• Source
= = = =

And so, in that moment, I started to pack away some of those playful qualities. I worried that if I asked a question in a meeting, it would be instantly obvious that I didn’t know the answer. I worried that if I floated a big, wild, imaginative idea, I would look unrealistic. If I brought humor and levity, I would seem unserious. And so I started to try to conform to this idea of what a successful business owner, executive looked like. It was a really difficult time where we were growing so fast, and I had to learn a lot. I had to pick up a lot of new skills to get to that next level. But right in that moment was when I basically put away all the skills that got me there.
And I crashed in that moment, actually. I experienced this really big burnout because suddenly I didn’t have those qualities that really were the ones that helped me to learn and to grow and to be improvisational and work with what was going on. So in that moment, I found myself laying on my apartment floor, crying about what a failure I was in a moment when the outside world thought that I was an overnight success. It was a really important moment, though, because it was a moment where I thought I wasn’t the right person for my company anymore. I was seriously considering if I was going to need to resign because I just didn’t think I had what it took. I was fortunate at the time to be working with this coach, and she said, “Why do you think that the qualities that got you here can’t get you to that next level?” And so she said, “What if you actually lean into those qualities more? What if you lean into that curiosity, that creativity, that levity and joy, and that imagination, and see what happens?” And so I did that. And it was when I leaned into those things even more and valued them that I was able to really go to that next level with more alignment and more connectivity to the people around me, and actually expanded my creative thinking in a big way, too. But it was everything. It was so… that moment, that meteoric growth, was a lot of excitement, a lot of fun, a lot of pressure, and a big growth moment.
Debbie Millman:
Is it true that you wrote a list titled Ways I’m Failing Right Now at that moment?
Piera Gelardi:
Yes. So in that moment I was so depleted. I was so overworked and underplayed.
I wrote this list that I found years later that said, Ways I’m Failing Right Now. And it was this laundry list of basically every aspect of my life. I said I was failing as a leader, as a creative, as a friend because I wasn’t available, as a daughter. I was trying to get pregnant for years. I was failing in my fertility. It was this horrible list, and it really represented where I was in that moment, where I was just so depleted and lacking. I was lacking perspective. I was lacking self-compassion. And I was just really brittle and burnt out.
Debbie Millman:
Do you credit the coach with giving you the tools to be able to begin to see yourself differently, or do you feel like there were other aspects that you had to learn in order to, as you put it, see your own gifts as gifts?

= = = =

• Provided data
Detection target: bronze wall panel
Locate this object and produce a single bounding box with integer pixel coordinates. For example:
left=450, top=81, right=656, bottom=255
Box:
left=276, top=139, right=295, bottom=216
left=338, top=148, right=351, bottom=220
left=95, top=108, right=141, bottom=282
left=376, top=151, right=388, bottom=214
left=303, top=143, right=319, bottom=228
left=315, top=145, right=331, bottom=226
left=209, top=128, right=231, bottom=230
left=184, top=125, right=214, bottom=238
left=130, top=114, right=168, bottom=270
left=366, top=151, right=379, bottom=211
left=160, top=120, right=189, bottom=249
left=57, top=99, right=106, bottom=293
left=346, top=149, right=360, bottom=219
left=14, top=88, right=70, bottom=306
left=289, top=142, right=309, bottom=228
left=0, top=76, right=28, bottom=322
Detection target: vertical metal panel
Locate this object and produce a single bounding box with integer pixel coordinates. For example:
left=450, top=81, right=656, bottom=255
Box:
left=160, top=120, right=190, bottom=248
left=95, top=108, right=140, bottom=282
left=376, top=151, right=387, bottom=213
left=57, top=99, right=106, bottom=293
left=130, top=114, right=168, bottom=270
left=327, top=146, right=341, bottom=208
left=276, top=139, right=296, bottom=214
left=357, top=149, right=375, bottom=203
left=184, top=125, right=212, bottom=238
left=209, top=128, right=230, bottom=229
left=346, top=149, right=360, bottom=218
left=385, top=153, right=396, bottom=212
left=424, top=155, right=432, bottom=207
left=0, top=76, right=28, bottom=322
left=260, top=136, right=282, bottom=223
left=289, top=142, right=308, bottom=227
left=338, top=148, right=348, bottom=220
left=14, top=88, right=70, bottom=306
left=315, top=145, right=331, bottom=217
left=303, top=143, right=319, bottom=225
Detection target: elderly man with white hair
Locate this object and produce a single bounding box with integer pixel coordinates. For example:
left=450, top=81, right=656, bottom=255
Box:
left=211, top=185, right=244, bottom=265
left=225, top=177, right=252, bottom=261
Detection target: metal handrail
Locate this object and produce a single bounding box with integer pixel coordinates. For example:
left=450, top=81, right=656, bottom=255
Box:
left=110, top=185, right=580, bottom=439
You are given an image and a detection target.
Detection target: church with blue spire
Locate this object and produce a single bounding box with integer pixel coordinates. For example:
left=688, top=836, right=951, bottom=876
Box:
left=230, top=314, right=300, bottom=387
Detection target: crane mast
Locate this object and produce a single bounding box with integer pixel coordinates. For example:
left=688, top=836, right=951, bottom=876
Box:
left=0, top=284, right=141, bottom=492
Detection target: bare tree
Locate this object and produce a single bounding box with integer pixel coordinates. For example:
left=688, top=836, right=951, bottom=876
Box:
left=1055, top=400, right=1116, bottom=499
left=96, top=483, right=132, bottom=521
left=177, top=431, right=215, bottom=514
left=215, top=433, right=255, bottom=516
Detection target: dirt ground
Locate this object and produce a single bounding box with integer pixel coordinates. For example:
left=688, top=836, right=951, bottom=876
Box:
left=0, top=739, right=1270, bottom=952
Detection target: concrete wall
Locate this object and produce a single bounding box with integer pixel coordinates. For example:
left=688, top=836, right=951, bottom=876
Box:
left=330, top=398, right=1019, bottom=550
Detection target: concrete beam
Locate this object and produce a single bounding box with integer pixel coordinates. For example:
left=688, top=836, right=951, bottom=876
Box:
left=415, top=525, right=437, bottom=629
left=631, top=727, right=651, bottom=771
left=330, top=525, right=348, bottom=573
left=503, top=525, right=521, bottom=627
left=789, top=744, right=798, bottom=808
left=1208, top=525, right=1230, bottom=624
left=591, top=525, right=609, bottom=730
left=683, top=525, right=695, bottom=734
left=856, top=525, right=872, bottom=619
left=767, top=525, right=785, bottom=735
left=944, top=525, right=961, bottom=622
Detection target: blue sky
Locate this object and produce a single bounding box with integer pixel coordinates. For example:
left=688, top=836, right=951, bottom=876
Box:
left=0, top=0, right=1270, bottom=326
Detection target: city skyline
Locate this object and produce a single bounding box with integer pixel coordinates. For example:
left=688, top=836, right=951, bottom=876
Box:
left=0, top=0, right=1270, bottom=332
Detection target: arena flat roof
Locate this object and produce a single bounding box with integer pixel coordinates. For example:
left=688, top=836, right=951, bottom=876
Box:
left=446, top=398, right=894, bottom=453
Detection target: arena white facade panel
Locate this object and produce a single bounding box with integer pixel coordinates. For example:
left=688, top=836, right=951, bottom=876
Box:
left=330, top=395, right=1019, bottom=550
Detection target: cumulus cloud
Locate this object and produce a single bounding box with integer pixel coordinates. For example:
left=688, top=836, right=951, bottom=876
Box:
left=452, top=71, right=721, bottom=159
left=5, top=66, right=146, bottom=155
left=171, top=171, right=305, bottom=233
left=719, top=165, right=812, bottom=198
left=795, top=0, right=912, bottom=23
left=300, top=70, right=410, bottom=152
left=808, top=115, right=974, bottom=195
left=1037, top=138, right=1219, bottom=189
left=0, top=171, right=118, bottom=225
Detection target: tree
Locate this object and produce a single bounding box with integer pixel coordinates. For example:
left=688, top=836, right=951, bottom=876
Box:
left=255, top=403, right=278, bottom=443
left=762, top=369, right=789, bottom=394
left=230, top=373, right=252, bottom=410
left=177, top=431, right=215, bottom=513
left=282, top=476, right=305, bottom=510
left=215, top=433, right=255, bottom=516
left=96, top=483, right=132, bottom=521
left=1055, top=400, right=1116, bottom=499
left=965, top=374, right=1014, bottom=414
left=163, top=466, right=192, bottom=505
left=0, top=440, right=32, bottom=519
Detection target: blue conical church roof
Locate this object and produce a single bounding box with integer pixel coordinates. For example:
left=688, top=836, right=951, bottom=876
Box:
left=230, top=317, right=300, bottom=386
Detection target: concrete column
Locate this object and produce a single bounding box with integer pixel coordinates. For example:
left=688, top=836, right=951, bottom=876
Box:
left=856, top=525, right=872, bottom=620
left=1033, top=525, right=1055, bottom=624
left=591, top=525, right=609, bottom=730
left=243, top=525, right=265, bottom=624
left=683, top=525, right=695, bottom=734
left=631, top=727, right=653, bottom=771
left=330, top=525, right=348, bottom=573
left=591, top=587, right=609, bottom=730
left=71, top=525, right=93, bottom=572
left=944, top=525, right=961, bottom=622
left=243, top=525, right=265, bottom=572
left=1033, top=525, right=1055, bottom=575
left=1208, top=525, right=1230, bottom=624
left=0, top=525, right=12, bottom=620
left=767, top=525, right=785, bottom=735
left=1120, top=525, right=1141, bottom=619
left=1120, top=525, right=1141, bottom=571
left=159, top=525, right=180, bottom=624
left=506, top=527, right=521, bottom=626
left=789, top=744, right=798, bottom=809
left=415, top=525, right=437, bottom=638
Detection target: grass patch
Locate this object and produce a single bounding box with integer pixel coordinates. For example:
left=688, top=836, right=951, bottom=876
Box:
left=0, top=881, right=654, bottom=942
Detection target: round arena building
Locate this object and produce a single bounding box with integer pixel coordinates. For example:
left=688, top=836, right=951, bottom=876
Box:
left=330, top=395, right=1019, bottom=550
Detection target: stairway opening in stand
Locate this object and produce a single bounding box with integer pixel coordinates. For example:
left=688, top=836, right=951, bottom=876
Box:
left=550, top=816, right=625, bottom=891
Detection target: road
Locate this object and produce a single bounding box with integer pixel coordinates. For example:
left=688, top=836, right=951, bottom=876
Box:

= = = =

• Written tasks
**A.** Render the part of the records that opens with the line containing "Detection target: elderly man with white hair" and closes with the line containing "left=225, top=177, right=252, bottom=261" as a numbered list, leaving out blank lines.
**B.** Pick up the interview on burnout and playfulness from its final line and write the next part.

• Exercise responses
**A.**
1. Detection target: elderly man with white hair
2. Locate this object and produce a single bounding box with integer pixel coordinates. For example:
3. left=450, top=81, right=656, bottom=255
4. Box:
5. left=211, top=185, right=244, bottom=265
6. left=225, top=177, right=252, bottom=261

**B.**
Piera Gelardi:
I think that my coach, Katia, she really helped me to look at what had gotten me to that point and what my gifts were, and also to remind me of my own practices that had helped me in the past. She asked me a lot of questions. She was very curious. And so once she started to ask me what had helped me in the past, I actually started to build essentially my own bespoke set of creative practices that I can lean on and use in tough moments. So I told her that dancing and movement really helped me. And so she said, “Great. If you have these moments where you’re feeling really pressured, can you do something with that?” So I started doing what I call a shake break. So I’ll do a quick one-minute free-movement dance break before a pitch, a presentation, a podcast interview, to get out of my head and into my body and just move through the nerves.
I also navigate a lot of depression, anxiety, and so she helped me to see that creative expression is really helpful for me in those moments. So I have this flash-expression practice, which is either writing or drawing about my feelings in a moment as a way to move through them instead of getting stuck in them. So through that moment, I actually saw both the gifts and qualities that I had that I wanted to bring into my work, as well as kind of the unique coping strategies that I could lean on in those moments where I felt really pressured.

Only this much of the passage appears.